Data provided ->
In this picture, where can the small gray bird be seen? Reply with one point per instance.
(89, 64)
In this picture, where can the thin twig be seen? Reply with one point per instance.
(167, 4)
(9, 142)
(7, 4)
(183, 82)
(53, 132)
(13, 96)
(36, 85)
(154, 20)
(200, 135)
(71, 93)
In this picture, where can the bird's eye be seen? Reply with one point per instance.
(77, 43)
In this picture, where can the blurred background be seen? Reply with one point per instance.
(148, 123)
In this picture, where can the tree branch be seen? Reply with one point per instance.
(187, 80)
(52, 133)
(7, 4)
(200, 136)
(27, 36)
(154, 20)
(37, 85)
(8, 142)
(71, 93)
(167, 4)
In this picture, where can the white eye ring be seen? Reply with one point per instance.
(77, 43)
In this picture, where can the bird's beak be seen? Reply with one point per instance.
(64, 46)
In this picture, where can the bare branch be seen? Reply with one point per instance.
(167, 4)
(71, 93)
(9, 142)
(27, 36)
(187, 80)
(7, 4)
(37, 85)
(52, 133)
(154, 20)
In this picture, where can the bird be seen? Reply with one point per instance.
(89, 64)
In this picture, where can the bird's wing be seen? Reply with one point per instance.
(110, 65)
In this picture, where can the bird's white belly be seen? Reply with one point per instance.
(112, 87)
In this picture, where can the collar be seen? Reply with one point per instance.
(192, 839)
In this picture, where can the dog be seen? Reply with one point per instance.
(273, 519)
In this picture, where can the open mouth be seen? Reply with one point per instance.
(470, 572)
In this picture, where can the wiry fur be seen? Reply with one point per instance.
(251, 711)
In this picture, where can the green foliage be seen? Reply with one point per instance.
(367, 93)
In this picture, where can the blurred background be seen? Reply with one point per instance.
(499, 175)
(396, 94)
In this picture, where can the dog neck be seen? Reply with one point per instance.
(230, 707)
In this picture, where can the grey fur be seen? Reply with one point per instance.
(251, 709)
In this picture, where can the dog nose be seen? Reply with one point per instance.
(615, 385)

Directions for this task -> Reproduce the data verbatim, beginning at the line that contains "In this picture, where can the bare" and continuing through the final line of the data.

Solution to this task ->
In this picture, where can the bare branch be seen? Reply with one point per instance.
(167, 4)
(71, 93)
(9, 142)
(27, 36)
(187, 80)
(7, 4)
(37, 85)
(52, 133)
(154, 20)
In this picture, where can the bird be seen? Reply with one point per instance.
(89, 64)
In this picture, where can the bird's wing be seen? Reply with one point per instance.
(110, 65)
In this picture, where can the bird's white belly be seen? Reply with one point per instance.
(112, 87)
In this picture, where can the collar be seen? Reply with one point per instance.
(192, 839)
In this picture, where can the dog be seen? Reply with one point per instance.
(273, 519)
In this picture, where can the open mouth be seen? Reply with one point per instance.
(470, 572)
In this picture, where can the wiry fur be seen? Reply with one point per instance.
(251, 711)
In this picture, where can the green foliage be seen? Reply with one point per instance.
(367, 93)
In this picture, where can the blurred background be seen? Reply with one point per instance.
(499, 175)
(396, 94)
In this picture, where can the dog neck be seen? Reply with one point per instance.
(230, 707)
In this picture, where can the grey fur be seen? Reply with one point per instance.
(251, 709)
In this picture, where can the dog nose be seen? Reply with one point per instance.
(615, 385)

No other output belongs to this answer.